__SOURCE TEXT__
________________________________________
2024 FA Community Shield
- The match programme cover
| Manchester City | Manchester United |
| 1 | 1 |
- Manchester City won 7–6 on penalties
- Date: 10 August 2024
- Venue: Wembley Stadium, London
- Man of the Match: Oscar Bobb (Manchester City)
- Referee: Jarred Gillett
- Attendance: 78,146

= 2024 FA Community Shield =

The 2024 FA Community Shield was the 102nd FA Community Shield, an annual association football match contested by the winners of the previous season's Premier League and FA Cup competitions. It was played at Wembley Stadium in London on 10 August 2024, and featured the 2023–24 Premier League champions Manchester City and the 2023–24 FA Cup winners Manchester United, who had defeated City in the final.

Arsenal were the holders, having won the 2023 edition, but they did not qualify for this match, having been knocked out of the FA Cup in the third round and having finished second in the league.

Manchester City beat Manchester United 7–6 on penalties after a 1–1 draw in normal time, winning their first Community Shield title since 2019, which they also won on penalties after a 1–1 draw. This was United's first Shield defeat since 2009, when they were beaten by Chelsea, also on penalties.
________________________________________
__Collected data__
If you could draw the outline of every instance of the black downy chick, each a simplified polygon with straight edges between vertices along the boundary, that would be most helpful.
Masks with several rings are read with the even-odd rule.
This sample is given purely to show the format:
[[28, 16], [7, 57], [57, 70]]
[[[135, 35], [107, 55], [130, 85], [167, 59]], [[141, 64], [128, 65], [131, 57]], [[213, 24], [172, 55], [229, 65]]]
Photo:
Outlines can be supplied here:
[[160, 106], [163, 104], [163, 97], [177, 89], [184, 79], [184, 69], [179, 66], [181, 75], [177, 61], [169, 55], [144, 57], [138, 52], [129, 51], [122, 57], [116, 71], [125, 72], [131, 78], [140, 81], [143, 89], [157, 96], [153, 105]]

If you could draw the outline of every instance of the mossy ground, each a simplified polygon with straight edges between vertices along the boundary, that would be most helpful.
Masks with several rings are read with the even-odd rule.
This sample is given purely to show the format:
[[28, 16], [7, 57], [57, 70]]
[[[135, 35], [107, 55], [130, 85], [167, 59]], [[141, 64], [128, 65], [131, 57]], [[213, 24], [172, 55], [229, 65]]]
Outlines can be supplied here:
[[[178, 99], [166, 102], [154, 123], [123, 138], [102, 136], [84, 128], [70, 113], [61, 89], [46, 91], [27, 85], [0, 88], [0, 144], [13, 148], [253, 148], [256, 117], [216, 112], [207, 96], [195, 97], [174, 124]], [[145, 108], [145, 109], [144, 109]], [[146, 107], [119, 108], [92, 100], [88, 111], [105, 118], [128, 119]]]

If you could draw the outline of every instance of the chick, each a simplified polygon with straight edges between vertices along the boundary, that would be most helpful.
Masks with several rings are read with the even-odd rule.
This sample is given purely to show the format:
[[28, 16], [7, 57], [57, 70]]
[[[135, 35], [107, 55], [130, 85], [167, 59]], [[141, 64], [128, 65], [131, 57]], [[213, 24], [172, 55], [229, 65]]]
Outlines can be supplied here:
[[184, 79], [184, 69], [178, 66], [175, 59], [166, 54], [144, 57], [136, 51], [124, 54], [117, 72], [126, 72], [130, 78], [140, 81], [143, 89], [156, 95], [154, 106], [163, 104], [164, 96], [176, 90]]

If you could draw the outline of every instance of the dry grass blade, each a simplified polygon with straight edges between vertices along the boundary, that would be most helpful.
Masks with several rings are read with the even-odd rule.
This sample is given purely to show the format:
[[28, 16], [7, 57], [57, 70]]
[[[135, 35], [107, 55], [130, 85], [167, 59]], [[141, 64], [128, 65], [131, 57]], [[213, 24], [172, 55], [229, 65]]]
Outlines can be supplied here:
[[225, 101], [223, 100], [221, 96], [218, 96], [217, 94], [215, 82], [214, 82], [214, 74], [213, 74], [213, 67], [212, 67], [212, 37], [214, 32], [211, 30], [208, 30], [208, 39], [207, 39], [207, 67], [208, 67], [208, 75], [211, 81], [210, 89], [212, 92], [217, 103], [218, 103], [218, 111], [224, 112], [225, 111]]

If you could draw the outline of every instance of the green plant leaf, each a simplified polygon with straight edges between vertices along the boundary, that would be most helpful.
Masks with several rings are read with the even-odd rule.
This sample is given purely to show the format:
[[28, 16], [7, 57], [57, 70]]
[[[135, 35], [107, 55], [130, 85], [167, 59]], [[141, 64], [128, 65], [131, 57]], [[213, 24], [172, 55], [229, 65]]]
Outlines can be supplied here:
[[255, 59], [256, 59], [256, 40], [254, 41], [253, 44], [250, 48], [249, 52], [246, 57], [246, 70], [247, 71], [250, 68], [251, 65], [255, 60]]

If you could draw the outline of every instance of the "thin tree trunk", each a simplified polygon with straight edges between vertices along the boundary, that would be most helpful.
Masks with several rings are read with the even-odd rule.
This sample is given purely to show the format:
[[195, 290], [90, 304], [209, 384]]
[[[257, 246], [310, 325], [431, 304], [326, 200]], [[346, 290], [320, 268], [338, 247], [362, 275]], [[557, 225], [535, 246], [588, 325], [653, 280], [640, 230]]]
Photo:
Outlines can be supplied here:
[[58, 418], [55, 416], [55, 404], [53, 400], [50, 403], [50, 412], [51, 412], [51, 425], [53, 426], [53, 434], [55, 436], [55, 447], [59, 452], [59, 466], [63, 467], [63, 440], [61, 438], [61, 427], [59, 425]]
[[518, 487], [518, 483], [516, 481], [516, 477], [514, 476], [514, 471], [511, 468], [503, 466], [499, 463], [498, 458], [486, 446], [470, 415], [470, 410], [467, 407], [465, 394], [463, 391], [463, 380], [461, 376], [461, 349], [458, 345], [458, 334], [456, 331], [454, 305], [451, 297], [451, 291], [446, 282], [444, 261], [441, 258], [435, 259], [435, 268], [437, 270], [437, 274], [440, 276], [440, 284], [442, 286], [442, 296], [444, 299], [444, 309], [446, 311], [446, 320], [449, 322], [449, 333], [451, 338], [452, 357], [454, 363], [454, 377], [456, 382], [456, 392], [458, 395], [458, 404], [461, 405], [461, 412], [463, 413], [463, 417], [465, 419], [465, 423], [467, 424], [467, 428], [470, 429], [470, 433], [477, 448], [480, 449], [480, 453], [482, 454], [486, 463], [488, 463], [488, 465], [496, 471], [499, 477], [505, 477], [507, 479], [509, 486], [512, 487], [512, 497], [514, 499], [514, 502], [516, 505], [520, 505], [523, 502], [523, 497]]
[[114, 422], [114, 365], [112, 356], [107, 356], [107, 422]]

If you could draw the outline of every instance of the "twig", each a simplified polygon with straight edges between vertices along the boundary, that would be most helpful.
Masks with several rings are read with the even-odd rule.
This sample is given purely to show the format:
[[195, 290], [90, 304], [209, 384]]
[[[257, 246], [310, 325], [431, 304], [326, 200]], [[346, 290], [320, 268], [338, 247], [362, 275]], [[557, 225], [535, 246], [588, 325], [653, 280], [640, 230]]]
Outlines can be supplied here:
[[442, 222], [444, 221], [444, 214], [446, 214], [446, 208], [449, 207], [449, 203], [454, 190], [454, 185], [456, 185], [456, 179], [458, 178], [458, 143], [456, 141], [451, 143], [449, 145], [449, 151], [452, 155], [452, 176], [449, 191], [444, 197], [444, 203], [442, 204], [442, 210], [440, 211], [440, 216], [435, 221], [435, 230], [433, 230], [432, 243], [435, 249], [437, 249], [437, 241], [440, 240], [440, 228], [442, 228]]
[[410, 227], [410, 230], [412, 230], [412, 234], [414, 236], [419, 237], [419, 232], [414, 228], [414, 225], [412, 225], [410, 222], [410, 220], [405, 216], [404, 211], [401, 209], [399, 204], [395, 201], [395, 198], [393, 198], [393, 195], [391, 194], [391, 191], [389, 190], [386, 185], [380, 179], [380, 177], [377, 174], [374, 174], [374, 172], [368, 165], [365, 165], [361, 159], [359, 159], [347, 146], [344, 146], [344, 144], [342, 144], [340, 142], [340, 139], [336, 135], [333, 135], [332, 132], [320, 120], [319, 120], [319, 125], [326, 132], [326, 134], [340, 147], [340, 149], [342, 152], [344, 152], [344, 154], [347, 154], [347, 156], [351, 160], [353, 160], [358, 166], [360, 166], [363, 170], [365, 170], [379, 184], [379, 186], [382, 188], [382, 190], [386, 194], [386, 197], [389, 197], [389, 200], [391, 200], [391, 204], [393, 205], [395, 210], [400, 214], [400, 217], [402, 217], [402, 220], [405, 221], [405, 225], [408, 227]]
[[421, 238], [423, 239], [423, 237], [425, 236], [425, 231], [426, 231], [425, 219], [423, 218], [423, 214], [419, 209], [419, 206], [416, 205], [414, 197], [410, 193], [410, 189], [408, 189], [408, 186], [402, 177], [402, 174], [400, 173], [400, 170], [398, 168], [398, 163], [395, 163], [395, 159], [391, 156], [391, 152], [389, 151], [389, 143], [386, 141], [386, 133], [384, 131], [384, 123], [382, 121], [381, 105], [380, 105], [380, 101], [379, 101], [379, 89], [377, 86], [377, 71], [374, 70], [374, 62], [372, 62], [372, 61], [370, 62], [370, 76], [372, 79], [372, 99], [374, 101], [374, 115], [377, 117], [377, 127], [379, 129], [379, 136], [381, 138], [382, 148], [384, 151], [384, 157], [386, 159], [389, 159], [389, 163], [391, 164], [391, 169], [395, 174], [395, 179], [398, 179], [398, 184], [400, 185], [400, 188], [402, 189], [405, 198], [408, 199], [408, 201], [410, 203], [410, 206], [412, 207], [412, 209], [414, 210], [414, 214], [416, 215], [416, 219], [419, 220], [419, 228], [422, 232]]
________________________________________
__ACTIVITY__
Extend the text on the 2024 FA Community Shield, picking up after its last sentence. The lines shown here have no connection to the text about the 2024 FA Community Shield.

__EXERCISE RESULT__
==Background==

Manchester City and Manchester United qualified for the 2024 FA Community Shield as the winners of the 2023–24 Premier League and the 2023–24 FA Cup, respectively. It was the 194th Manchester derby to take place in all competitions and the third to take place in the Community Shield; Manchester United won both previous meetings in 1956 (when the competition was known as the Charity Shield) and 2011.

Manchester United had both appeared in and won the most Community Shield matches, winning 21 of their 30 appearances, although this included four shared titles in 1965, 1967, 1977 and 1990; their most recent title came in 2016. Manchester City had appeared in 15 Community Shield matches, winning six titles, the most recent coming in 2019. It was their fourth Community Shield appearance in a row, with the previous three resulting in defeats, making City the first team to lose three straight Community Shields since United in 2001, when they lost a competition record fourth in a row.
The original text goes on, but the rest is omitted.